__THE TASKS__.
• A. Answer these questions using the storytelling article:
(i) According to recent surveys, what share of children say they enjoy reading in their free time?
(ii) Which two formats do more children now choose than print books for pleasure?
(iii) Through what three things will children encounter narratives, according to the final paragraph?
• B. Print the storytelling article word for word from "Over the last" to "their free time.".

The Future of Storytelling: How Children Will Read in the Future

The way children discover and enjoy stories is changing fast. In living rooms and classrooms, books now compete with screens, games, podcasts and AI. Will the next generation of readers grow up moving fluidly between all of them, or will it be something else entirely. Story telling has been around since the dawn of time and is a fundamental part of what makes us human. The question is not whether storytelling will change, but how to make sure those changes strengthen, rather than weaken, children’s reading lives.​

How children’s reading is changing

Over the last decade, enjoyment of traditional reading has declined, with recent surveys showing that fewer than half of children say they enjoy reading in their free time.

  At the same time, listening has surged: more children now choose audiobooks and podcasts than print books for pleasure, especially in older primary and early secondary years.​

Children’s reading is also becoming more “multimodal”: they jump between text, video, audio and interactive content, often within the same story or lesson. That flexibility brings opportunities for engagement, but it also means reading has to work harder to compete for attention.​

The future of storytelling

Several clear trends are shaping the future of how children will read and experience stories:

  • Audio-first stories: Audiobooks and spoken stories are becoming a primary gateway into narrative for many children, supporting vocabulary, background knowledge and comprehension, even when decoding is still developing.​

  • Interactive and immersive formats: AR, apps and early VR story experiences let children “step into” a book, influence what happens, or see scenes overlaid on the real world, which can increase motivation and time spent with stories when well designed.​

  • AI and personalised tales: AI tools can now generate bedtime stories based on a child’s name, interests or choices, offering highly personal and responsive narratives, but also raising important questions about screen time, data and the role of adults as storytellers.​

In this landscape, stories will no longer live in one format. Children will encounter narratives through pages, pixels and voices, sometimes all at once.

__ENTRIES PROVIDED__.
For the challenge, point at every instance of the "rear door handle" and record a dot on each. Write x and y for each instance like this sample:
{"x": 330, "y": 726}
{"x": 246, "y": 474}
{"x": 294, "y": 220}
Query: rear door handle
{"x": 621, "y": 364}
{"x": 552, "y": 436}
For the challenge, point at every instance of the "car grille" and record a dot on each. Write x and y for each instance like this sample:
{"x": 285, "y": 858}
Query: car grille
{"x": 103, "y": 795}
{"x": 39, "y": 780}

__ANSWERS FOR THE EXERCISE__.
• A.
(i) Fewer than half.
(ii) Audiobooks and podcasts.
(iii) Pages, pixels and voices.

• B.
Over the last decade, enjoyment of traditional reading has declined, with recent surveys showing that fewer than half of children say they enjoy reading in their free time.